PROBLEM REQUIREMENTS: The required output is the exact sequence of lines from the line holding "the parakeet's beak" to the end of the records, inclusive.

DATASET ROWS:
□ □ □ □ □

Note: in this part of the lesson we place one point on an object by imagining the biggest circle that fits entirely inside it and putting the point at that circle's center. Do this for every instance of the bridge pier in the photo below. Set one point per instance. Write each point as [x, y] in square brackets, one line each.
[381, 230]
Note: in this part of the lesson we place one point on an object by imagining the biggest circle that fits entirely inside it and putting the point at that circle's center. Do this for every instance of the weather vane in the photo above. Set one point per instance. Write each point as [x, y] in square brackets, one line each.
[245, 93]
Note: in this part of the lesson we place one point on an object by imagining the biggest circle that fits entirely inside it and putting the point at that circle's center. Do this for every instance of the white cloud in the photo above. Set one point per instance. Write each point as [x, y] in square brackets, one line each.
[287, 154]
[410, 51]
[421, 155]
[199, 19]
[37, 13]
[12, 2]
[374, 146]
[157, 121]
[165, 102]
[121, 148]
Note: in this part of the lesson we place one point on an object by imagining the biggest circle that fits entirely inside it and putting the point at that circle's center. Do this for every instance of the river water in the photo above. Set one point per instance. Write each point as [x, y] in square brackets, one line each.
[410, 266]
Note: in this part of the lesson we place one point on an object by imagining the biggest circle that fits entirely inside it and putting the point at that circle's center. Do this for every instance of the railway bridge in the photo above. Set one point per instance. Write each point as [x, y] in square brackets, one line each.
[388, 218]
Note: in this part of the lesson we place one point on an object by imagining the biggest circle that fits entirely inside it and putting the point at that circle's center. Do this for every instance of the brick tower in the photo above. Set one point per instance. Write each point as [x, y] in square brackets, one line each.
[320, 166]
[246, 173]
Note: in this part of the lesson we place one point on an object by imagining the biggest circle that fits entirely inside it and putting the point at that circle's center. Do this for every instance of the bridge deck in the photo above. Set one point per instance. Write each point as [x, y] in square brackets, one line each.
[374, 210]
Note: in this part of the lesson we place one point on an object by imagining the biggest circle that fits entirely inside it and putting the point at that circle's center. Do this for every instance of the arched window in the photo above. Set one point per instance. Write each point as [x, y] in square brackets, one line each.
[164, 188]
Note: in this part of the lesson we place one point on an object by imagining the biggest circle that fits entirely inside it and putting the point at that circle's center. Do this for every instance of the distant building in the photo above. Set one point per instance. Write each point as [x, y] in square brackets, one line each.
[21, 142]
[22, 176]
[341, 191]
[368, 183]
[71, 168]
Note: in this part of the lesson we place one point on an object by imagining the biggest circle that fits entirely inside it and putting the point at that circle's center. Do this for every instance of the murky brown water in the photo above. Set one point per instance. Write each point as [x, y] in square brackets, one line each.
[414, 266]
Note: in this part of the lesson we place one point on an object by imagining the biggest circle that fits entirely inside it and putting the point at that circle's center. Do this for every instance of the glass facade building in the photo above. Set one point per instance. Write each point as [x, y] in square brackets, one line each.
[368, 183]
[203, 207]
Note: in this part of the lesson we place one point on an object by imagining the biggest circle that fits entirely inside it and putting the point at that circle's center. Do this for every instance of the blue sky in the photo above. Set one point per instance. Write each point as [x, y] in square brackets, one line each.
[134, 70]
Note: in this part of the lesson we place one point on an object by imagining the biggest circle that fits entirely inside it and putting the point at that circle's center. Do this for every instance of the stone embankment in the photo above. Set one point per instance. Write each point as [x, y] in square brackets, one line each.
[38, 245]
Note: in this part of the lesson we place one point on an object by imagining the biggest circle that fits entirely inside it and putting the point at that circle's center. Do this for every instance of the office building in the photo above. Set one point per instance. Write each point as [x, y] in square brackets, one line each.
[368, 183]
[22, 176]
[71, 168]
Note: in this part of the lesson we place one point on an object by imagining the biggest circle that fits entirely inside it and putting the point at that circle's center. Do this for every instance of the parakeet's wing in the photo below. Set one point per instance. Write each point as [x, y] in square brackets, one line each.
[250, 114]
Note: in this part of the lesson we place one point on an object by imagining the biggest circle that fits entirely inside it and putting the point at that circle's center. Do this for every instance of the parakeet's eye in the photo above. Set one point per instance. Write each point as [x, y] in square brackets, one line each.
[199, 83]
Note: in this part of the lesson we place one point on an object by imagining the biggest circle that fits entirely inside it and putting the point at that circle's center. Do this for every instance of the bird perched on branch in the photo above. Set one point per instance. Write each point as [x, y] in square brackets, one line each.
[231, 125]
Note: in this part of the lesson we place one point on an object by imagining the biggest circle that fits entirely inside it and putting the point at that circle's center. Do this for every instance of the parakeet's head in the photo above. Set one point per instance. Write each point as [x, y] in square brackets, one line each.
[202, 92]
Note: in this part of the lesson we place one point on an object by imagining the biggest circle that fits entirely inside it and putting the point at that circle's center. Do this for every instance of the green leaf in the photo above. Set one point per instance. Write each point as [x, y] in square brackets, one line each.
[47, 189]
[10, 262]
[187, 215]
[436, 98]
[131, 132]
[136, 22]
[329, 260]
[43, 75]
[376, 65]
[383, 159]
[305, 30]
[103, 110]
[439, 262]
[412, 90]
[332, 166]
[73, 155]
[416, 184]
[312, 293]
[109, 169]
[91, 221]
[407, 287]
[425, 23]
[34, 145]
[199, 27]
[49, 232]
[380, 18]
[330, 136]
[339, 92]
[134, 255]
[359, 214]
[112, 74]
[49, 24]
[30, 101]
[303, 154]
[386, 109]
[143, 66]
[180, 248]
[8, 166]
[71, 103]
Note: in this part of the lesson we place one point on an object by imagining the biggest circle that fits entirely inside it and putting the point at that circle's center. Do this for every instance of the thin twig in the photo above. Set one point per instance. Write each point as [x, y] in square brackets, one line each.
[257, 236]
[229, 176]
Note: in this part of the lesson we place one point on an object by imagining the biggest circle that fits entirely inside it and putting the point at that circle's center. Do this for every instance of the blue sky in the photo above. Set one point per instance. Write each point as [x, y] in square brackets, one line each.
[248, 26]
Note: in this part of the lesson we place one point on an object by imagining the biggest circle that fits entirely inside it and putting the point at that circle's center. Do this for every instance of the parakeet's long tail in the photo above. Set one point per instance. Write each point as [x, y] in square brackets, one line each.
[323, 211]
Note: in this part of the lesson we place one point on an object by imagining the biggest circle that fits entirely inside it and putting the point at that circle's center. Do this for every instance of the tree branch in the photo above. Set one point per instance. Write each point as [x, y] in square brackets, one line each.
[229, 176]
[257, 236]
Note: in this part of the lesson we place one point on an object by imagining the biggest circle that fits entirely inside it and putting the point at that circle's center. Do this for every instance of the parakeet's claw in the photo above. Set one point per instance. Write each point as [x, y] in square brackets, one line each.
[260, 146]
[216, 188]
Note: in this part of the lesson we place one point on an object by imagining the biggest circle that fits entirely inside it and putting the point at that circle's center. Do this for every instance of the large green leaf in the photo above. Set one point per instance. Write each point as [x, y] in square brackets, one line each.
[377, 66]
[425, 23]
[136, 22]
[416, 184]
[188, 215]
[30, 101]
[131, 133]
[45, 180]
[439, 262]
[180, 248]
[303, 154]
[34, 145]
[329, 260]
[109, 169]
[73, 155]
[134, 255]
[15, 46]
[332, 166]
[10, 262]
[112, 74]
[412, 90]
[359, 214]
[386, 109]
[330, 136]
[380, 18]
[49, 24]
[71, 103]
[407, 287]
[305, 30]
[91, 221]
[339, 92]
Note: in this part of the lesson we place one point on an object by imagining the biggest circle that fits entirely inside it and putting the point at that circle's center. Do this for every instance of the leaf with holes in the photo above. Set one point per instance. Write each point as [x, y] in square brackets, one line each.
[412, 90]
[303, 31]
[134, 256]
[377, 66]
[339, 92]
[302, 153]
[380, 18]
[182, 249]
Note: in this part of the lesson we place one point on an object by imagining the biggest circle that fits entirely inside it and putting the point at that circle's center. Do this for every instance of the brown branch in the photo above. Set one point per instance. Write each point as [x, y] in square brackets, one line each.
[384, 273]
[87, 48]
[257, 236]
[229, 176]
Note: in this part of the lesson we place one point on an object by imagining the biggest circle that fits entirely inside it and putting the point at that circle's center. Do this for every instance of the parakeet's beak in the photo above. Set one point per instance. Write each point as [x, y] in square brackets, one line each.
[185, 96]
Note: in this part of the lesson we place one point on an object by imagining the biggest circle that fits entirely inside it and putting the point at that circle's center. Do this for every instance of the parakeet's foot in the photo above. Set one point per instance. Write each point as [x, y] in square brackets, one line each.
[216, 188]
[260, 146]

□ □ □ □ □

PROBLEM SOLUTION:
Note: in this part of the lesson we place one point on an object by imagining the biggest circle that fits entirely inside it and putting the point at that circle's center. Do this for every instance of the parakeet's beak in the photo above. Set one point per instance. Write each point as [x, y] in square brackets, one line each.
[185, 96]
Note: in this part of the lesson we place one point on an object by imagining the biggest circle that fits entirely inside it and putting the point at that circle's center. Do this for every instance of the parakeet's foot in the photo above. Set one point per instance. Write each point as [x, y] in square brackets, one line each.
[216, 188]
[260, 146]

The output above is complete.